**Instructions to follow**. Reproduce the records below exactly as shown.

**Stored data entries**.
● ● ● ● ●
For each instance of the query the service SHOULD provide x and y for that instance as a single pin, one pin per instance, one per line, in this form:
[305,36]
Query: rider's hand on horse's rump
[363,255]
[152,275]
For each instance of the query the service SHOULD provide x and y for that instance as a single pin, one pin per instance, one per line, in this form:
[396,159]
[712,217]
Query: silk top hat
● ● ● ● ●
**Task response**.
For each instance of the query the service SHOULD provide x and y for that instance as a single pin, one pin per instance, one per line, in this form:
[305,36]
Query: rider's hand on horse's rump
[363,255]
[152,275]
For each instance of the query the service SHOULD provide x and y for that instance as a single pin, one pin per instance, one per line, in this form:
[396,159]
[712,217]
Query: silk top hat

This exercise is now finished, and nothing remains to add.